**** Given text

Synergists are compounds that, although typically possessing no direct toxic effect at the dosage employed, are able to substantially enhance the observed toxicity of a pesticide with which they are combined. Synergists are found in most all household, livestock and pet aerosols to enhance the action of the fast knockdown pesticides, e.g., pyrethrum, allethrin, and resmethrin, against flying insects. Synergists are required in pesticidal formulations containing pyrethrum, for example, because target insects produce an enzyme (cytochrome P-450) that attacks pyrethrum and breaks it down, thereby making it effective in knocking an insect down, but ineffective for killing in many cases. As such, these synergists act by inhibiting P-450 dependent polysubstrate monooxygenases enzymes (PSMOS) produced by microsomes, which are subcellular units found in the liver of mammals and in some insect tissues that degrade pyrethrum and other pesticidal compounds, such as pyrethrum, allethrin, resmethrin, and the like. These synergists inhibit P-450 enzymes and other like compounds that are part of the gene battery that comprise Phase I and Phase II drug metabolizing enzymes.
Because pyrethrum is limited in availability and is very expensive, the industry has turned to synthetic pyrethroids, which are very photostable in sunlight and are generally effective against most agricultural insect pests. Pyrethroids are not as safe as pyrethrums, however, and disadvantageously persist in the environment for longer periods. Further, many insects disadvantageously develop resistance to pyrethroids.
Many natural products used as insecticides, including plant essential oils, do not provide adequate control of pests in that they either act very slowly or are not very stable and break down quickly, thereby failing to provide quick knockdown of insects or toxic residual properties. Even products such as pyrethrum, although highly toxic to pests on contact when used properly in pesticidal formulations, are not effective pesticides for many applications because they lack residual properties, thereby increasing the frequency and cost of pesticide applications, as well as increased risk and exposure to the environment.
Accordingly, there is a great need for novel synergistic and residual pesticidal compositions containing no level or substantially lower levels of pyrethrum, chlorinated hydrocarbons, organo phosphates, carbamates and the like. In addition, there is a need for methods for using same that address the problems described above, i.e., are safe to humans and the environment and relatively inexpensive to use in obtaining acceptable levels of insect or pest control.

********

## Tasks
- A) According to the text on pesticide synergists, what enzyme do target insects produce that breaks down pyrethrum?
- B) Name every kind of compound that, according to the text on pesticide synergists, new pesticidal compositions should contain at no level or at substantially lower levels.
- C) Retype the part of the text on pesticide synergists that begins at the words "Because pyrethrum is" and stops after "resistance to pyrethroids.".

**** Extracted material

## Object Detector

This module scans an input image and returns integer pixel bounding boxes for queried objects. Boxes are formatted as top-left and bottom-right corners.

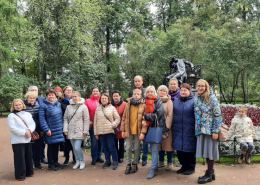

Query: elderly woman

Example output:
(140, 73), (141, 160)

(172, 83), (197, 175)
(194, 79), (222, 184)
(39, 89), (64, 171)
(24, 91), (43, 170)
(85, 87), (104, 165)
(7, 99), (35, 181)
(140, 86), (167, 179)
(94, 93), (120, 170)
(157, 85), (173, 171)
(63, 91), (89, 170)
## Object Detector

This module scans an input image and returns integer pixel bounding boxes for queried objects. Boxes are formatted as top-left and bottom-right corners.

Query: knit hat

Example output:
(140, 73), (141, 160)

(54, 86), (62, 92)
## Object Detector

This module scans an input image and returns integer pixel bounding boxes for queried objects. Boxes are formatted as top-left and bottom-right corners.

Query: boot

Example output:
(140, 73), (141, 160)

(130, 163), (138, 173)
(125, 164), (131, 175)
(198, 170), (213, 184)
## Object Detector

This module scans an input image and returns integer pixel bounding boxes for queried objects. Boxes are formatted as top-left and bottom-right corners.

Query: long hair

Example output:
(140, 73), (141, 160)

(196, 79), (210, 103)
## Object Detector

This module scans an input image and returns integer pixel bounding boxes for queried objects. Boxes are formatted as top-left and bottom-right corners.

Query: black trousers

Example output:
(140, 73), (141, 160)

(12, 143), (33, 179)
(115, 138), (125, 159)
(47, 143), (60, 165)
(177, 151), (196, 170)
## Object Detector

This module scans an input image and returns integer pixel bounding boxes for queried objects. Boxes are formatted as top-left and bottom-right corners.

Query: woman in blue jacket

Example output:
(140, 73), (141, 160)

(172, 83), (197, 175)
(39, 89), (64, 171)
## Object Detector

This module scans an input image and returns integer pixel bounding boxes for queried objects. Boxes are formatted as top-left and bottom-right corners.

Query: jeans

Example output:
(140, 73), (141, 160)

(98, 134), (118, 162)
(150, 144), (159, 169)
(89, 127), (102, 160)
(70, 139), (84, 161)
(125, 134), (140, 164)
(240, 142), (254, 154)
(159, 150), (173, 163)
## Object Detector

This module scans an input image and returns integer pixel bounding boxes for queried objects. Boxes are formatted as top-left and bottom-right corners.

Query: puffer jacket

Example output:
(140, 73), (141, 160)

(63, 98), (89, 139)
(172, 93), (197, 152)
(94, 104), (120, 135)
(24, 100), (41, 134)
(39, 99), (65, 144)
(144, 96), (168, 132)
(227, 116), (257, 143)
(194, 89), (222, 136)
(120, 98), (147, 137)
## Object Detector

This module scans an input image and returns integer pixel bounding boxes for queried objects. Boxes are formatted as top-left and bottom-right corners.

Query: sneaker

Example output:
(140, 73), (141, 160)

(102, 161), (111, 169)
(79, 161), (86, 170)
(72, 161), (80, 170)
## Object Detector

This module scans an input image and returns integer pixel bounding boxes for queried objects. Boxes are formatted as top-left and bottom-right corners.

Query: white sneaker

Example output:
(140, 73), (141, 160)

(72, 161), (80, 170)
(79, 161), (85, 170)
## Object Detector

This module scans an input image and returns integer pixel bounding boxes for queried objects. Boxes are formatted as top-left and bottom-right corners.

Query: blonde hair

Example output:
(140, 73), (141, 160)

(144, 85), (157, 97)
(10, 99), (26, 112)
(157, 85), (169, 95)
(24, 91), (37, 100)
(196, 79), (210, 103)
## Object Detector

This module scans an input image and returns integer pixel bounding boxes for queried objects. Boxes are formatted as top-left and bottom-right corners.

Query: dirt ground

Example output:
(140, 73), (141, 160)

(0, 118), (260, 185)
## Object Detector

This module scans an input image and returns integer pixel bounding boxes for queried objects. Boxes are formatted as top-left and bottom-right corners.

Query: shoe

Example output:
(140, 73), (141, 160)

(198, 170), (213, 184)
(91, 159), (97, 165)
(183, 170), (195, 175)
(72, 161), (80, 170)
(48, 165), (57, 171)
(146, 169), (155, 179)
(113, 161), (118, 170)
(79, 161), (86, 170)
(158, 161), (165, 168)
(41, 158), (48, 164)
(118, 159), (124, 163)
(166, 163), (172, 171)
(96, 157), (104, 163)
(125, 164), (132, 175)
(142, 157), (147, 166)
(176, 168), (185, 174)
(130, 163), (138, 173)
(102, 161), (111, 169)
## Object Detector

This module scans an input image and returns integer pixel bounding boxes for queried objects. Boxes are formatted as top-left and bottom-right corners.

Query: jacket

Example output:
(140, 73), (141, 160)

(63, 98), (89, 139)
(158, 95), (173, 151)
(111, 98), (126, 139)
(94, 104), (120, 135)
(227, 116), (257, 143)
(7, 111), (35, 144)
(39, 99), (65, 144)
(194, 89), (222, 135)
(172, 93), (197, 152)
(120, 98), (147, 137)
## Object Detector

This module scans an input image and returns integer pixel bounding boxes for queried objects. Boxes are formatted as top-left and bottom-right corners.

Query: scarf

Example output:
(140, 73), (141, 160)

(168, 88), (180, 102)
(145, 95), (157, 127)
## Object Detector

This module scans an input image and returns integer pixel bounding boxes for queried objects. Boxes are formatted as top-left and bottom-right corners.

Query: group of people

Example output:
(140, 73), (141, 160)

(8, 75), (256, 184)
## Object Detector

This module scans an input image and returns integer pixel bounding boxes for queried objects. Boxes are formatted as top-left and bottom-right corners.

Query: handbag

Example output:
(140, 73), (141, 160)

(145, 114), (163, 144)
(14, 113), (40, 141)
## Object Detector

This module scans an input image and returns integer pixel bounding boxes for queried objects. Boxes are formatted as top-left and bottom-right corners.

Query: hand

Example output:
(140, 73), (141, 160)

(212, 133), (218, 140)
(46, 130), (51, 136)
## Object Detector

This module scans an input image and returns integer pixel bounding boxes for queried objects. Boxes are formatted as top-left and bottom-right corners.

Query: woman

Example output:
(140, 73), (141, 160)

(157, 85), (173, 171)
(7, 99), (35, 181)
(94, 93), (120, 170)
(59, 85), (76, 166)
(85, 87), (104, 165)
(24, 91), (43, 170)
(39, 89), (64, 171)
(194, 79), (222, 184)
(63, 91), (89, 170)
(140, 86), (167, 179)
(172, 83), (197, 175)
(111, 90), (126, 163)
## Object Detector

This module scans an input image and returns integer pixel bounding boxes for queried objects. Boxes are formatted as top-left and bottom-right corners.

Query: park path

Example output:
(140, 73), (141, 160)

(0, 118), (260, 185)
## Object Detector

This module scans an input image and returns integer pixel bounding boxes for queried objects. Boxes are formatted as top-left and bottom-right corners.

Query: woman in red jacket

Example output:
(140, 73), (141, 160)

(111, 90), (126, 163)
(85, 87), (104, 165)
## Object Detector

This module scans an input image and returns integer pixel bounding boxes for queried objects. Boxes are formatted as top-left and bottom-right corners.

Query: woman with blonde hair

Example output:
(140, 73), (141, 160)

(194, 79), (222, 184)
(7, 99), (35, 181)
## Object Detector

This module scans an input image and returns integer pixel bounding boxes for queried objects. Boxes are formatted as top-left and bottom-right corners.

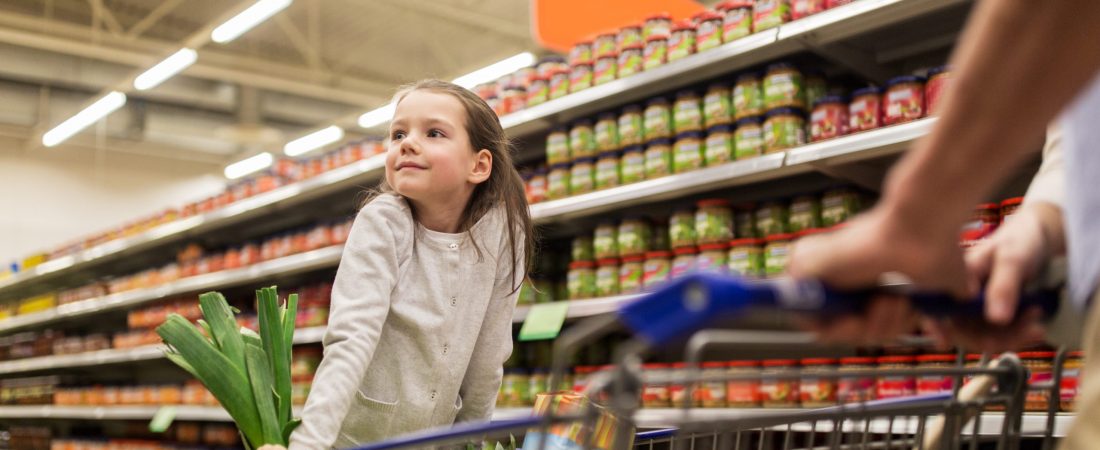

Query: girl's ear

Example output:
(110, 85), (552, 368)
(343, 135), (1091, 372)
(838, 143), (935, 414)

(466, 149), (493, 185)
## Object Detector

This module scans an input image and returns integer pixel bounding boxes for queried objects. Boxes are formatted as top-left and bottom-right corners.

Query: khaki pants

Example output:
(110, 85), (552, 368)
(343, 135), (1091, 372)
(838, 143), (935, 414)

(1059, 292), (1100, 450)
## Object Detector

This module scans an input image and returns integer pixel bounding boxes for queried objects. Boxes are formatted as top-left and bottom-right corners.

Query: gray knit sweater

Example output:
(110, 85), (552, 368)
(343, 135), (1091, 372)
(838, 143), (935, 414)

(289, 195), (524, 450)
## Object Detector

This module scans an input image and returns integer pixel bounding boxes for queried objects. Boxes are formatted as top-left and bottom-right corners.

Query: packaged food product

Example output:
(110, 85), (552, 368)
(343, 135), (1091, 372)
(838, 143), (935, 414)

(760, 360), (800, 408)
(596, 257), (619, 297)
(592, 53), (618, 86)
(672, 90), (703, 133)
(567, 261), (596, 300)
(758, 62), (806, 109)
(547, 163), (570, 200)
(672, 131), (704, 174)
(810, 96), (848, 142)
(668, 21), (695, 62)
(695, 11), (722, 52)
(547, 127), (573, 165)
(618, 217), (652, 256)
(882, 76), (924, 125)
(595, 112), (619, 152)
(848, 87), (882, 133)
(924, 66), (952, 114)
(726, 238), (765, 278)
(703, 125), (734, 167)
(641, 250), (672, 289)
(646, 138), (673, 179)
(763, 108), (806, 153)
(641, 97), (672, 141)
(616, 42), (646, 78)
(619, 255), (646, 294)
(875, 356), (916, 399)
(596, 151), (620, 190)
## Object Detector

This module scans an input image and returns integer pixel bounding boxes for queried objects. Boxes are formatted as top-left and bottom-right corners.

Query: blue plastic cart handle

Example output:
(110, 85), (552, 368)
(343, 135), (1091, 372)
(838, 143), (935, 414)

(618, 273), (1058, 345)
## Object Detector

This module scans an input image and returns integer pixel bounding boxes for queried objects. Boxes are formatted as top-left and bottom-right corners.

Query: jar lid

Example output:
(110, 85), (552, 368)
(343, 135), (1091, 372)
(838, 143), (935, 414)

(916, 354), (956, 362)
(887, 75), (924, 88)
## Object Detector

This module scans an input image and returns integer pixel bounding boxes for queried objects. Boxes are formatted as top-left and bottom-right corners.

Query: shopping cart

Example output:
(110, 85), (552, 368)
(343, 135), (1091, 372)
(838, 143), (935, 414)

(349, 269), (1065, 450)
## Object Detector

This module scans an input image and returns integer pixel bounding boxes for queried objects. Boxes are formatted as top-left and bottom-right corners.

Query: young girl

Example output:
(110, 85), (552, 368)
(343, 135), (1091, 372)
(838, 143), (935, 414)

(289, 80), (532, 450)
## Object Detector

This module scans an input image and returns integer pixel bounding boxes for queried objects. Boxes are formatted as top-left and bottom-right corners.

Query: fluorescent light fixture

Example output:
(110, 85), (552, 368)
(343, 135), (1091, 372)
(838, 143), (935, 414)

(210, 0), (293, 44)
(134, 48), (198, 90)
(283, 125), (343, 156)
(42, 90), (127, 146)
(226, 152), (275, 179)
(452, 52), (535, 89)
(359, 102), (397, 128)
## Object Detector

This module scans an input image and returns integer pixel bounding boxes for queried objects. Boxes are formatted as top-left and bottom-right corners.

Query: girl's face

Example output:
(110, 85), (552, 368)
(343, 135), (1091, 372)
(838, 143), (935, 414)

(386, 90), (488, 207)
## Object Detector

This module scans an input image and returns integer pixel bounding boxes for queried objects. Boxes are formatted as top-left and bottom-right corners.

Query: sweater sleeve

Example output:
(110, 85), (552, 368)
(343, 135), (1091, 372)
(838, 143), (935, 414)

(289, 197), (411, 450)
(455, 227), (526, 421)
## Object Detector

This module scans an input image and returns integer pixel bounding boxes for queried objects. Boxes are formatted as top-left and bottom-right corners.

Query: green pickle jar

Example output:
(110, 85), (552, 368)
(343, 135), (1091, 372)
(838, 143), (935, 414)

(618, 105), (646, 146)
(646, 138), (672, 179)
(672, 131), (703, 174)
(727, 238), (765, 278)
(703, 125), (734, 167)
(734, 117), (763, 161)
(592, 222), (618, 260)
(596, 151), (622, 190)
(620, 145), (646, 185)
(596, 257), (619, 297)
(763, 108), (806, 153)
(569, 157), (596, 196)
(669, 208), (696, 249)
(641, 97), (672, 141)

********

## Results for the exercise
- A) Cytochrome P-450.

- B) Pyrethrum, chlorinated hydrocarbons, organo phosphates, carbamates

- C)
Because pyrethrum is limited in availability and is very expensive, the industry has turned to synthetic pyrethroids, which are very photostable in sunlight and are generally effective against most agricultural insect pests. Pyrethroids are not as safe as pyrethrums, however, and disadvantageously persist in the environment for longer periods. Further, many insects disadvantageously develop resistance to pyrethroids.